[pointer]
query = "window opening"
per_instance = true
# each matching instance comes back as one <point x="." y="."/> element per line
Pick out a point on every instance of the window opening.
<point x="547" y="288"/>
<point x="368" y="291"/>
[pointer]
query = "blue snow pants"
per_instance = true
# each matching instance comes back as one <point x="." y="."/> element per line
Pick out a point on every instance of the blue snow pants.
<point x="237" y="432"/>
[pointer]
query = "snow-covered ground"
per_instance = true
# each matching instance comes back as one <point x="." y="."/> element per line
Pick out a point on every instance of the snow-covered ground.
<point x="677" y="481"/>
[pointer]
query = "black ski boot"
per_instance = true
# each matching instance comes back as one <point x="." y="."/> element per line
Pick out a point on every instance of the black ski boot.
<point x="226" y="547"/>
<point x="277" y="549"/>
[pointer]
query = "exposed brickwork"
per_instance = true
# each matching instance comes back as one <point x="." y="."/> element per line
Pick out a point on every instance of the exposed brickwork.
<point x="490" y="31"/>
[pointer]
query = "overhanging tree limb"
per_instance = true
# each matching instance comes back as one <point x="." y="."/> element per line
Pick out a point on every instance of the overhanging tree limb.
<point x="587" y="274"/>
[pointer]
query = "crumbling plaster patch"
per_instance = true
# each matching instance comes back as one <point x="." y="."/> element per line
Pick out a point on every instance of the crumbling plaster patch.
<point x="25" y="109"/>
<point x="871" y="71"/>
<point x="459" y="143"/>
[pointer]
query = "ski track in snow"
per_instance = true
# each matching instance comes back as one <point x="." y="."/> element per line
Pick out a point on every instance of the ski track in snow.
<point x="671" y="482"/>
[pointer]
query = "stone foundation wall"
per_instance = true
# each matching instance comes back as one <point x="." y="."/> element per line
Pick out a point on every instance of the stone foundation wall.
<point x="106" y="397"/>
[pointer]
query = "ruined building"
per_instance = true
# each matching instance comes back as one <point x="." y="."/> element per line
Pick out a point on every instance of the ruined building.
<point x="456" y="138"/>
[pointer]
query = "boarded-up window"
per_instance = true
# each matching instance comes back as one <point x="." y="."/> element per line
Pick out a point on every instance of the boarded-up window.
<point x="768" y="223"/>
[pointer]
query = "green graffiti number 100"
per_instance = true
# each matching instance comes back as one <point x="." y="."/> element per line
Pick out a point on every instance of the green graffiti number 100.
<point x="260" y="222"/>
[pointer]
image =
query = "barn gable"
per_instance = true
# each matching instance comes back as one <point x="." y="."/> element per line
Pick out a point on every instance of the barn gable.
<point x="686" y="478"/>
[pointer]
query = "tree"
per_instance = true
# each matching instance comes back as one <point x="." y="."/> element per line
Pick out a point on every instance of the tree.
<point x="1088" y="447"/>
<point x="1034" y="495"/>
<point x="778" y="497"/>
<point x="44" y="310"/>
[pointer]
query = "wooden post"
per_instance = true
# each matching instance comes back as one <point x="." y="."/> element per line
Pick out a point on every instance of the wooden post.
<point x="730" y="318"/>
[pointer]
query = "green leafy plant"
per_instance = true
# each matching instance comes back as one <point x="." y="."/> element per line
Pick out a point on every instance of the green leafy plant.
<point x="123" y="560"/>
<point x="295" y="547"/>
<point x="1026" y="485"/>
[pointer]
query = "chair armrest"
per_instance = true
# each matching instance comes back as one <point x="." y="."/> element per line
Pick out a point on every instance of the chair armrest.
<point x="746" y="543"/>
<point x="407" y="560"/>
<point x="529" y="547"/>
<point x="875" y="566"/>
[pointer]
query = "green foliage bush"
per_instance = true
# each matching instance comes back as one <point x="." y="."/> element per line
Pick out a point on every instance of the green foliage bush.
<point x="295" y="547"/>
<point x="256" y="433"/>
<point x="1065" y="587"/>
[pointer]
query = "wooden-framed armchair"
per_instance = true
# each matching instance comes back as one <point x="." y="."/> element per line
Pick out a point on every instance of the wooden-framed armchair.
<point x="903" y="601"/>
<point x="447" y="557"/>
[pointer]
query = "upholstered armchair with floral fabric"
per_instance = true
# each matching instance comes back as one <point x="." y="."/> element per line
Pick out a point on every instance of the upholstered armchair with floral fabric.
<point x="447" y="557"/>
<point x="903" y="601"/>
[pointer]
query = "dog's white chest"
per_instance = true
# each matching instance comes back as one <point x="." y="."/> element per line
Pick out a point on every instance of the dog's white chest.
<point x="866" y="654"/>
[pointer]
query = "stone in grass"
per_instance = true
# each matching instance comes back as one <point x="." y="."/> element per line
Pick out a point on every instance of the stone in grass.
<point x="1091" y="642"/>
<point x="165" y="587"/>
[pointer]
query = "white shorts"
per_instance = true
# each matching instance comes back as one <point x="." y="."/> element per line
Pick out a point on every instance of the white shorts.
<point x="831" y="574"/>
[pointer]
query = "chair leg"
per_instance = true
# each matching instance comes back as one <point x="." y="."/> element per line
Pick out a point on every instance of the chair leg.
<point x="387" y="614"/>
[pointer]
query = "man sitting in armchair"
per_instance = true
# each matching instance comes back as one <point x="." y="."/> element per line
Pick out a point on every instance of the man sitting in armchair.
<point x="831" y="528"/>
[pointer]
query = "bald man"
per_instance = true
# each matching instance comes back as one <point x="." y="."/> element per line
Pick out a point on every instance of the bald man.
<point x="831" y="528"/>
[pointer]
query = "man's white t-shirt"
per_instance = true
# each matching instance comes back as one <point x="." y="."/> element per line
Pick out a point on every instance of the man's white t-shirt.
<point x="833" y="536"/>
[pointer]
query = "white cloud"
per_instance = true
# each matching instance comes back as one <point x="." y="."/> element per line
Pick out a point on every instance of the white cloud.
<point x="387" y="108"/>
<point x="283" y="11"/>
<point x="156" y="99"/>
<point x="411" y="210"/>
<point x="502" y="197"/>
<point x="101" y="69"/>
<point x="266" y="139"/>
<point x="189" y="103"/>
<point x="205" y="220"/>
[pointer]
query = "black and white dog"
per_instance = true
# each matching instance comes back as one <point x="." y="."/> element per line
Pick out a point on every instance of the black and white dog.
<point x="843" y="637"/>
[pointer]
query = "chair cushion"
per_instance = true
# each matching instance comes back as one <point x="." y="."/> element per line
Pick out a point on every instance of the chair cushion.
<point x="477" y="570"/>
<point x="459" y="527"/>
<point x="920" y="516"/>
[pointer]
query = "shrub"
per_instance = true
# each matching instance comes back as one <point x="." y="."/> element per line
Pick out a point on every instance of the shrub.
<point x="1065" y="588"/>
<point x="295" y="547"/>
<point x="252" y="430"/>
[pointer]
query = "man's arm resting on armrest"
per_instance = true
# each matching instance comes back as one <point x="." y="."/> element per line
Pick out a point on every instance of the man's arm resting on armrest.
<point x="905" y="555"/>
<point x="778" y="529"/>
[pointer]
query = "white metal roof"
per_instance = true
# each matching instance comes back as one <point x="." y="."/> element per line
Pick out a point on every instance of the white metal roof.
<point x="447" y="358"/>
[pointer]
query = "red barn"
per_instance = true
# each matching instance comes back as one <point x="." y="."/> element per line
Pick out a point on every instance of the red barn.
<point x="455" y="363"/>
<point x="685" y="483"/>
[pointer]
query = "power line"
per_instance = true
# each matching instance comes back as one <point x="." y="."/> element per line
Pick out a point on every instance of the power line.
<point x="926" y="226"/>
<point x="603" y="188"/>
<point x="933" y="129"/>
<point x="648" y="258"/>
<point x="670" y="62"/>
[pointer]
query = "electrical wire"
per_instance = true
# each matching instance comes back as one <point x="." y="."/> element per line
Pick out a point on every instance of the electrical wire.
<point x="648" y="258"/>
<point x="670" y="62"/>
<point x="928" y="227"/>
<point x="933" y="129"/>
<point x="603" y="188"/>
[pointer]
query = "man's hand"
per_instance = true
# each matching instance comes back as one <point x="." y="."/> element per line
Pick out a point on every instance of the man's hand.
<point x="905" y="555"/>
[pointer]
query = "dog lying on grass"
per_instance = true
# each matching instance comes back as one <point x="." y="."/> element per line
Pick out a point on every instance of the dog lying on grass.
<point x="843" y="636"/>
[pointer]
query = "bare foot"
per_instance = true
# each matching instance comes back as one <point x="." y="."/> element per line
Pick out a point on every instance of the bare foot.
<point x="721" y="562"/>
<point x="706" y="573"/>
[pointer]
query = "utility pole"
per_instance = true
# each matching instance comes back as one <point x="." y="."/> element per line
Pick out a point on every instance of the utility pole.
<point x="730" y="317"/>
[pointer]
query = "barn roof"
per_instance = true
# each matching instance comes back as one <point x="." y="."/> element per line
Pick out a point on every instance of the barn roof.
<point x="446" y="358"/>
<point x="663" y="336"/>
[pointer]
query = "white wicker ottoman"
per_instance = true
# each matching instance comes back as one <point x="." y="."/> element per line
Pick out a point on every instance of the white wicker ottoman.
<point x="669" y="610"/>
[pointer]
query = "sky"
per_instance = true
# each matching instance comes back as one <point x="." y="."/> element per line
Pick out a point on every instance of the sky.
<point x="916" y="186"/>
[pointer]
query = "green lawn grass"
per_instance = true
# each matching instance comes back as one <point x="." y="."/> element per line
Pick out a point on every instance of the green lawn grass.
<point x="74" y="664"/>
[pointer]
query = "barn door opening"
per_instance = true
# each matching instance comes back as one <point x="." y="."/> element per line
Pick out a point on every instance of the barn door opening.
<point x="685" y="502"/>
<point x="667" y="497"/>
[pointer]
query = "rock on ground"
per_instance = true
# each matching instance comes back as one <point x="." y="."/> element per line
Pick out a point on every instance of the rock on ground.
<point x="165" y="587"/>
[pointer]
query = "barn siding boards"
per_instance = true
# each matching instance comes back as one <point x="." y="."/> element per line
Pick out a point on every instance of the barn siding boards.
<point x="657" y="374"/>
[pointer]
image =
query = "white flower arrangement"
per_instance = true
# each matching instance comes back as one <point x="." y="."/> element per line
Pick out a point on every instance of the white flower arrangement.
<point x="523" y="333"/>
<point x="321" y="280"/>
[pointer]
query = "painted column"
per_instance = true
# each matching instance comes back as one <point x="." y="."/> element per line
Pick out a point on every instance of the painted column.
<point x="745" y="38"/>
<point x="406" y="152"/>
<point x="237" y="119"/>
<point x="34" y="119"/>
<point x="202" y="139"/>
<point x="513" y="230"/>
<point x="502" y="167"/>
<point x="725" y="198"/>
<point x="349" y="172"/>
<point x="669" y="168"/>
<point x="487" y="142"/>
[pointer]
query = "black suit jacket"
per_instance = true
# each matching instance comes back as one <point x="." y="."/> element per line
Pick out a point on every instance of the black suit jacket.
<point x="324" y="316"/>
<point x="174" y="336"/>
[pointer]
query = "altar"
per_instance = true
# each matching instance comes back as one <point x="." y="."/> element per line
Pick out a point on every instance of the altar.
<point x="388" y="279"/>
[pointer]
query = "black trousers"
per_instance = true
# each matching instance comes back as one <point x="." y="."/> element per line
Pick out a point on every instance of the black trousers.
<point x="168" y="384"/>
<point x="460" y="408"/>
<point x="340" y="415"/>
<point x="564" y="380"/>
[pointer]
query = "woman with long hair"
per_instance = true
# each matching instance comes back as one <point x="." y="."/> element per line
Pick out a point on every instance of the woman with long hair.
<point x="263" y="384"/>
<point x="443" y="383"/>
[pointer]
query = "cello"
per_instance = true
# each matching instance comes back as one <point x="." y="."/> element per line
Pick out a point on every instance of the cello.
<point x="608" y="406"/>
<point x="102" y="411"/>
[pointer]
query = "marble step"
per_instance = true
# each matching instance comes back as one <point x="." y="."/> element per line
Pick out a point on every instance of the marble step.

- - -

THE EXERCISE →
Locate each line in the records above that contains the word "tree" and copy it out in full.

FINAL RESULT →
query = "overhanging tree limb"
Pick out a point on every instance of the overhanging tree limb.
query = "tree"
Pick out a point on every instance of the tree.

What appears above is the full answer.